PROBLEM TO WORK ON
How many lines in the records below contain the string "brown", counting only matches with the same case? Reply with the number alone.

Data listing:
┌──

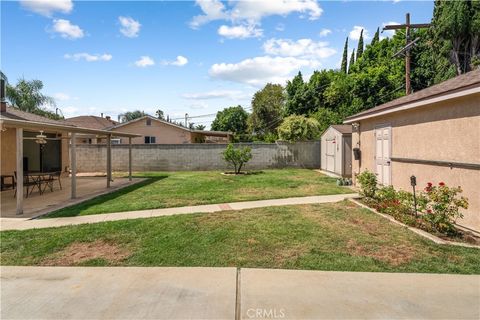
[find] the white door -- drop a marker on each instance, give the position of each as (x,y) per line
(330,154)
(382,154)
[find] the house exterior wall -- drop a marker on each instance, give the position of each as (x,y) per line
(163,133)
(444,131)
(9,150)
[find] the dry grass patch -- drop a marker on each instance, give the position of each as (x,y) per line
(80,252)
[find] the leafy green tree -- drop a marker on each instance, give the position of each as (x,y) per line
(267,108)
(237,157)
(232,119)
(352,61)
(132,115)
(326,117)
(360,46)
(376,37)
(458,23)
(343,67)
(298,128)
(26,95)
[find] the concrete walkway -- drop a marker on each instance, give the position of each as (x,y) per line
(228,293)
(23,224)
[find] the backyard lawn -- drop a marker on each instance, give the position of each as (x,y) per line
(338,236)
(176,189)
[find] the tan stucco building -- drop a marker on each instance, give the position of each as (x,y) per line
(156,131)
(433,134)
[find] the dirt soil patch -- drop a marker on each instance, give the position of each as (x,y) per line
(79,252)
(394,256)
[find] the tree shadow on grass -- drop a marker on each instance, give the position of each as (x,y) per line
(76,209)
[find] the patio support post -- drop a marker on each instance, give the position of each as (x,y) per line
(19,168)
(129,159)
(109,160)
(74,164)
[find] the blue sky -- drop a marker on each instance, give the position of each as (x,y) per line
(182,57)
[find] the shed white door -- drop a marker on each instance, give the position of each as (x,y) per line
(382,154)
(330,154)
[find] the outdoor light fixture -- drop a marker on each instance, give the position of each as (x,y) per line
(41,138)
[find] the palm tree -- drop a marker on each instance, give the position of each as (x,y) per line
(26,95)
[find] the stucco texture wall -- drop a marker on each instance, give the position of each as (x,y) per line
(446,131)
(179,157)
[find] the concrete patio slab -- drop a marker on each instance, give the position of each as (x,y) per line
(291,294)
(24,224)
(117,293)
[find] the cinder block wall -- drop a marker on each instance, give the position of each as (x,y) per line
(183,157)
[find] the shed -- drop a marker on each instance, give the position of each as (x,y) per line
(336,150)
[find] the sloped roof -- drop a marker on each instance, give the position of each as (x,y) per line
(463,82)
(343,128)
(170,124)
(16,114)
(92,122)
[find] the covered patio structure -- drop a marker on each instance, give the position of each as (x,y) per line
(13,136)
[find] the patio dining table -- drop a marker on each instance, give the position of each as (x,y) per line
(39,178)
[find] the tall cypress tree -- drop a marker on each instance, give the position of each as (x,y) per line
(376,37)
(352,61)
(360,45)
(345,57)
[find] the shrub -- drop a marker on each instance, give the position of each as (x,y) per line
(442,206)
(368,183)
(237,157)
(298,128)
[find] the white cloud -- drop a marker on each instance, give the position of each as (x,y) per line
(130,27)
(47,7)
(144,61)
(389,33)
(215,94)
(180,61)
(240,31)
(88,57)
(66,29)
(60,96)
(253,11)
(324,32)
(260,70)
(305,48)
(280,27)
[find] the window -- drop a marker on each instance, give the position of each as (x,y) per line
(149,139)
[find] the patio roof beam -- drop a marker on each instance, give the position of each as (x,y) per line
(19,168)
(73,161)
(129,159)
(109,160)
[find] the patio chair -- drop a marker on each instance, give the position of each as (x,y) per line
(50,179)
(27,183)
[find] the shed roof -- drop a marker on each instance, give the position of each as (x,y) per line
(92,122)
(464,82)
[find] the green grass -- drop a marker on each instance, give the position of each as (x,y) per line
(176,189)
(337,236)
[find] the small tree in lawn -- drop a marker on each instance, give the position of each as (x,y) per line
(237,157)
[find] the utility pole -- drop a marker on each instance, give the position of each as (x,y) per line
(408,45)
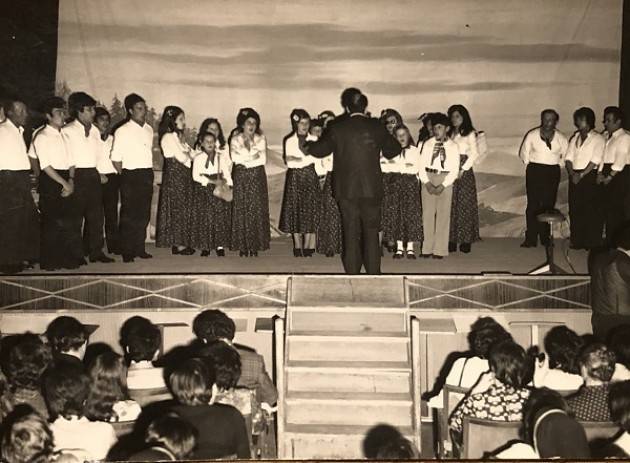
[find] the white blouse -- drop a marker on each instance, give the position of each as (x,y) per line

└──
┌──

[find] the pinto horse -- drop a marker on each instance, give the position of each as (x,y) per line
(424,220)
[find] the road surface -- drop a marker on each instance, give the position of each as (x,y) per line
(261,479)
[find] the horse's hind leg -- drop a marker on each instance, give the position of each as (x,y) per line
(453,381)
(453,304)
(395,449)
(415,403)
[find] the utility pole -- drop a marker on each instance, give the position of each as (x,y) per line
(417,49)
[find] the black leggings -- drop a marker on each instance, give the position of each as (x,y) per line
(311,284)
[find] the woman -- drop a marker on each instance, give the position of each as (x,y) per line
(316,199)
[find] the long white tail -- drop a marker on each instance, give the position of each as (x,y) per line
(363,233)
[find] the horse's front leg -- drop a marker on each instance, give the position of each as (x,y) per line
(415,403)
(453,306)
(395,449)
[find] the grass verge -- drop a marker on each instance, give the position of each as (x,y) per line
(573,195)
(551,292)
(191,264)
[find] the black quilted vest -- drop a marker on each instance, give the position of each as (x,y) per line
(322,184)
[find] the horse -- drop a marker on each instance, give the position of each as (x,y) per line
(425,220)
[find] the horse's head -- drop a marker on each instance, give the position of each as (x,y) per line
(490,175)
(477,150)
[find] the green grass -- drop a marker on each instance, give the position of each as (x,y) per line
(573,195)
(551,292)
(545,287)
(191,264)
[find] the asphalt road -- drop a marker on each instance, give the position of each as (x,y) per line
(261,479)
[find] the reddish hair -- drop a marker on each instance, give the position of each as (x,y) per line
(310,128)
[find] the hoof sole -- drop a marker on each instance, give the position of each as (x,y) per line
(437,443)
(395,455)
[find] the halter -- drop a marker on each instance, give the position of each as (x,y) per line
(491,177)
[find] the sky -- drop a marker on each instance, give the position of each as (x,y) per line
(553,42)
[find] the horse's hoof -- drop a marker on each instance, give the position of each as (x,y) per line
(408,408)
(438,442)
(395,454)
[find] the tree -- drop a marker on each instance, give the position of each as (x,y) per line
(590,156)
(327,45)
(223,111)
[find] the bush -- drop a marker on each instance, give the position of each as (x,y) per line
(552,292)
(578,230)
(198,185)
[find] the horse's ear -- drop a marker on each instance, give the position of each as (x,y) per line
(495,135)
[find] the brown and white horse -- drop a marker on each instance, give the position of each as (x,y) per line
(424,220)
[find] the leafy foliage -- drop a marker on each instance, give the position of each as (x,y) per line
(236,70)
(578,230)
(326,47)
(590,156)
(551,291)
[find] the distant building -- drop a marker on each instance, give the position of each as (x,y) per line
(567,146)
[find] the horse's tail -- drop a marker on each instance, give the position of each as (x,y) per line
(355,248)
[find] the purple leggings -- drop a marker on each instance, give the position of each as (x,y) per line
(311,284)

└──
┌──

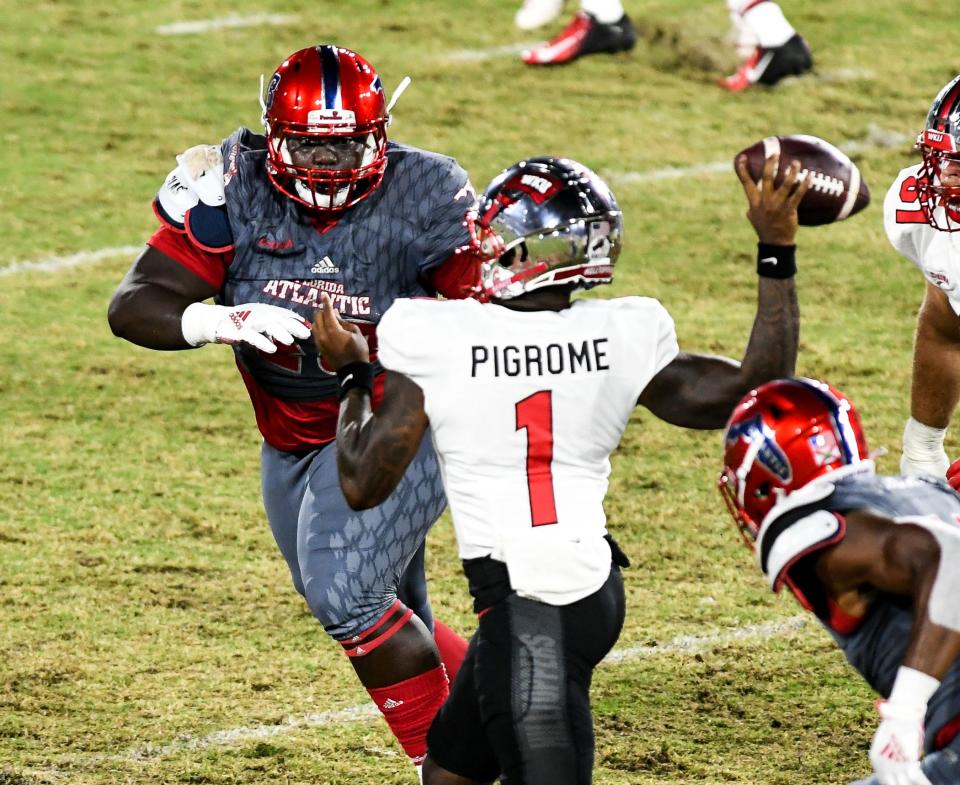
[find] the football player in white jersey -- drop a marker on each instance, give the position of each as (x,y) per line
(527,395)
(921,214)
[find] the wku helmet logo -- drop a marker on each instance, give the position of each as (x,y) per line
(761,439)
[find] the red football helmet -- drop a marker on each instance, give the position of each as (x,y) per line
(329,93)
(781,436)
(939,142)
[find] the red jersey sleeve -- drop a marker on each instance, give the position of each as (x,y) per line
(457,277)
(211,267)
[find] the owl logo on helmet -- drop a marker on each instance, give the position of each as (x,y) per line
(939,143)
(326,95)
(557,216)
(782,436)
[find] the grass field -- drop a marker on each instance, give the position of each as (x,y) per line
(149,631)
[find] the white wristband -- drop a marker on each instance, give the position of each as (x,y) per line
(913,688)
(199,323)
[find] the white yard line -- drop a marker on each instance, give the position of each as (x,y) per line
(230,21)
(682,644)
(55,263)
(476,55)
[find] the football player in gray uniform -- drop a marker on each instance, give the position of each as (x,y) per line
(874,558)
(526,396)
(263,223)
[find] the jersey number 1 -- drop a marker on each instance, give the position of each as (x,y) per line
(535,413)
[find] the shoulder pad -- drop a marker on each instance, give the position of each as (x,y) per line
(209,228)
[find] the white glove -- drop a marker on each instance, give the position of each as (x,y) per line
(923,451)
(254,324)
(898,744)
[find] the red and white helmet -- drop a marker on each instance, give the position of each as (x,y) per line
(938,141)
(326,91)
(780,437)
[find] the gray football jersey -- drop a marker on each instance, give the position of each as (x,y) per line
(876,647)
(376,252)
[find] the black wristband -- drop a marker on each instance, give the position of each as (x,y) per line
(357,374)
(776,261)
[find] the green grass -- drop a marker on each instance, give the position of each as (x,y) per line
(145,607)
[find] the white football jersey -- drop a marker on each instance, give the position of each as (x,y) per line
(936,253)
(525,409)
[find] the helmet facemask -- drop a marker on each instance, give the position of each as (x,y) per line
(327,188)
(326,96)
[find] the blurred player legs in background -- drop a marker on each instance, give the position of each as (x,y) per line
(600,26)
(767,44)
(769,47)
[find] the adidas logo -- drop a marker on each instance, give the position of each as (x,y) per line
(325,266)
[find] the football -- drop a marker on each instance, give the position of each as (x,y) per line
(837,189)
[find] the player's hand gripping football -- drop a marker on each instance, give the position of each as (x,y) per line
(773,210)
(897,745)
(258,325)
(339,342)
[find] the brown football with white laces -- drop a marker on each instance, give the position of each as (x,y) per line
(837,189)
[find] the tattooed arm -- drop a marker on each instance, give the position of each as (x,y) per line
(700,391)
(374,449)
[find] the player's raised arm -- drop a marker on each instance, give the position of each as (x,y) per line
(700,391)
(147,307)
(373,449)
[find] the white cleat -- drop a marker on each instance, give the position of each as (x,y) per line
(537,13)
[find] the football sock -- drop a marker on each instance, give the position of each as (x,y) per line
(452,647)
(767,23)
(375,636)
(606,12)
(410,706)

└──

PROBLEM SOLUTION
2